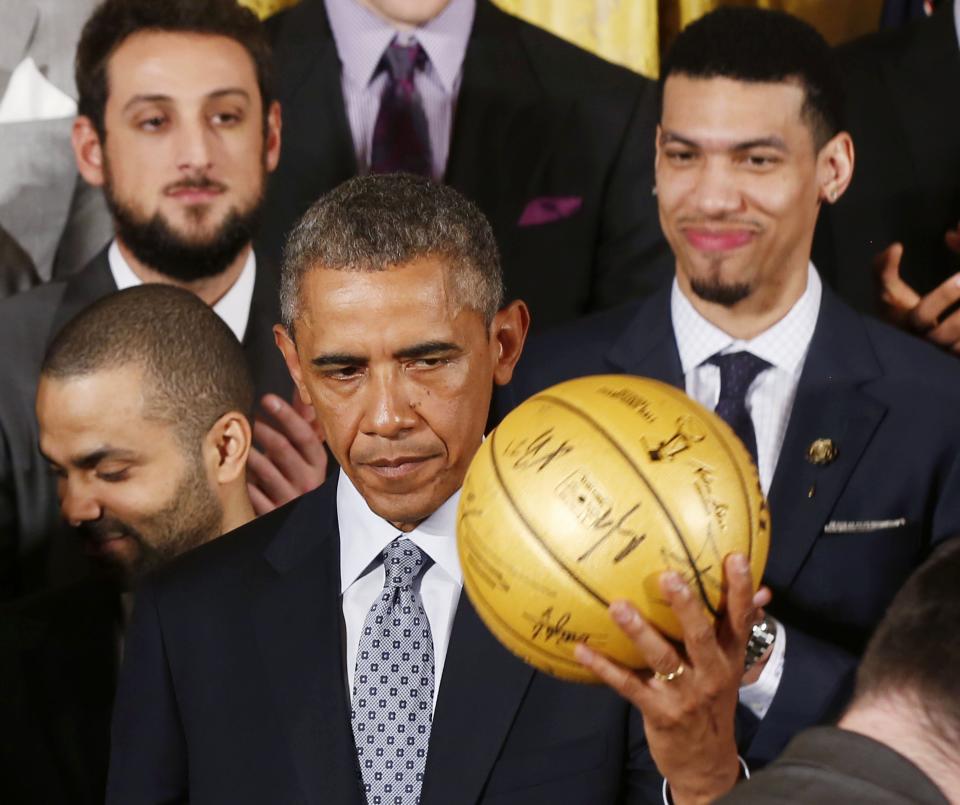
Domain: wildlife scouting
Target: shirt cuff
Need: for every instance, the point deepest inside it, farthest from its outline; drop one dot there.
(668, 799)
(758, 696)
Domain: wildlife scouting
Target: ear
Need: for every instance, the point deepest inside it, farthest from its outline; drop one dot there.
(291, 357)
(227, 446)
(835, 167)
(272, 146)
(508, 332)
(656, 146)
(88, 151)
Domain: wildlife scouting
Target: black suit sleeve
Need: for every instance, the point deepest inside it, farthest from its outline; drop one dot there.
(632, 257)
(148, 753)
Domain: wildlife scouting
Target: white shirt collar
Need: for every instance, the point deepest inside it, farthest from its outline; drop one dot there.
(364, 535)
(783, 345)
(233, 307)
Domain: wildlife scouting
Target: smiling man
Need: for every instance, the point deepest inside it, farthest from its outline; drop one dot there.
(178, 125)
(325, 652)
(852, 424)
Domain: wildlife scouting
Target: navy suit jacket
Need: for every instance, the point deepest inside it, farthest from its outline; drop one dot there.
(536, 118)
(890, 403)
(233, 690)
(898, 84)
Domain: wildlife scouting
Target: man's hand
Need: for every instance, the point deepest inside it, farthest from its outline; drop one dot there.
(689, 719)
(292, 459)
(922, 314)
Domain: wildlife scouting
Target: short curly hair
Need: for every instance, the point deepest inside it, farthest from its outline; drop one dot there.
(113, 21)
(373, 222)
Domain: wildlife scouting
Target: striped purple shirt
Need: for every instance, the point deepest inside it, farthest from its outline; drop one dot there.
(362, 36)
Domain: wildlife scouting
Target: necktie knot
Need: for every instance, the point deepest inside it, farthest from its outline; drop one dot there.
(737, 371)
(403, 562)
(401, 61)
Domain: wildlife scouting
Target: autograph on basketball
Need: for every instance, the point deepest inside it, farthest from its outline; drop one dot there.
(549, 629)
(537, 453)
(688, 433)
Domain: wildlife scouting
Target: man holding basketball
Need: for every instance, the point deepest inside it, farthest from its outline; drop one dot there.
(260, 668)
(852, 424)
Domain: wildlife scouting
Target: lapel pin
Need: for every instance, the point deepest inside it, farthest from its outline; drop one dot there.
(822, 451)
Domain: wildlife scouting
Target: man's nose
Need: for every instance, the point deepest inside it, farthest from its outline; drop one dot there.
(194, 147)
(77, 505)
(389, 411)
(717, 191)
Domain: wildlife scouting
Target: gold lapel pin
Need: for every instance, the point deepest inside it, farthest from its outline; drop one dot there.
(821, 451)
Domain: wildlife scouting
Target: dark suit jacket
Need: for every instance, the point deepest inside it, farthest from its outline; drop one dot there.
(900, 86)
(29, 512)
(833, 765)
(59, 655)
(535, 117)
(890, 403)
(234, 690)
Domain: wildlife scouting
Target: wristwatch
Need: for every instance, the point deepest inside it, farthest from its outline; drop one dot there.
(762, 636)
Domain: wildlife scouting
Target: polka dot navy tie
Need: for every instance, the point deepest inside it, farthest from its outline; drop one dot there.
(393, 684)
(737, 371)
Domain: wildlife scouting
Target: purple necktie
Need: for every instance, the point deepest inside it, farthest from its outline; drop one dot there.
(737, 371)
(401, 140)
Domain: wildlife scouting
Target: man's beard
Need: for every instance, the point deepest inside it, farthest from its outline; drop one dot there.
(192, 516)
(726, 294)
(155, 243)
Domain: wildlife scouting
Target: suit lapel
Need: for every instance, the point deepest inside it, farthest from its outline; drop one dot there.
(480, 691)
(648, 346)
(83, 289)
(317, 152)
(829, 405)
(502, 120)
(297, 616)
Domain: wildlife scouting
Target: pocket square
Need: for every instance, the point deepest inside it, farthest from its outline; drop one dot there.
(545, 209)
(862, 526)
(30, 96)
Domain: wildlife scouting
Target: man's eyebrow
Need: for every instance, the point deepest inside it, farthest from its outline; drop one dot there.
(339, 359)
(155, 98)
(161, 98)
(220, 93)
(744, 145)
(427, 348)
(88, 461)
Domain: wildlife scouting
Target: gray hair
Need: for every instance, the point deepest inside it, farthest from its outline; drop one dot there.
(371, 223)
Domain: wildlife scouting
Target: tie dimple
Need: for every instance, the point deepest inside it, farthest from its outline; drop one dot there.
(738, 370)
(401, 136)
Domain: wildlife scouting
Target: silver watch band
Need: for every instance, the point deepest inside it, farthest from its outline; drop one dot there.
(762, 636)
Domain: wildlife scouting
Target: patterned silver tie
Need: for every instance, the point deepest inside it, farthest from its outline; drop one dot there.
(393, 684)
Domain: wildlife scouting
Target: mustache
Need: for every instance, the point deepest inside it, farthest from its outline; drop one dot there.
(106, 528)
(721, 220)
(199, 182)
(376, 456)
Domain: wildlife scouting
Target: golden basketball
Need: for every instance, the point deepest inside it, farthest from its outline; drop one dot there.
(585, 494)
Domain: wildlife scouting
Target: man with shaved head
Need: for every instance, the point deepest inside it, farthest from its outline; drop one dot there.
(144, 412)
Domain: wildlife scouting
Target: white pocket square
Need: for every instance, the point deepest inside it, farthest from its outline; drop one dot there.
(30, 96)
(862, 526)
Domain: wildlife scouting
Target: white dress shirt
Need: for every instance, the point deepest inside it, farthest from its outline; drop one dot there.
(769, 401)
(233, 307)
(363, 536)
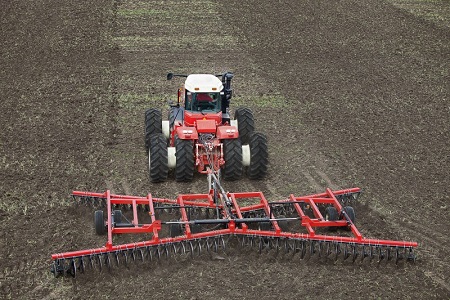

_YOUR TASK_
Tally the lines in the material above that contain the string "suit", treating uppercase and lowercase as different, and reply with the number alone.

_THE RESPONSE_
4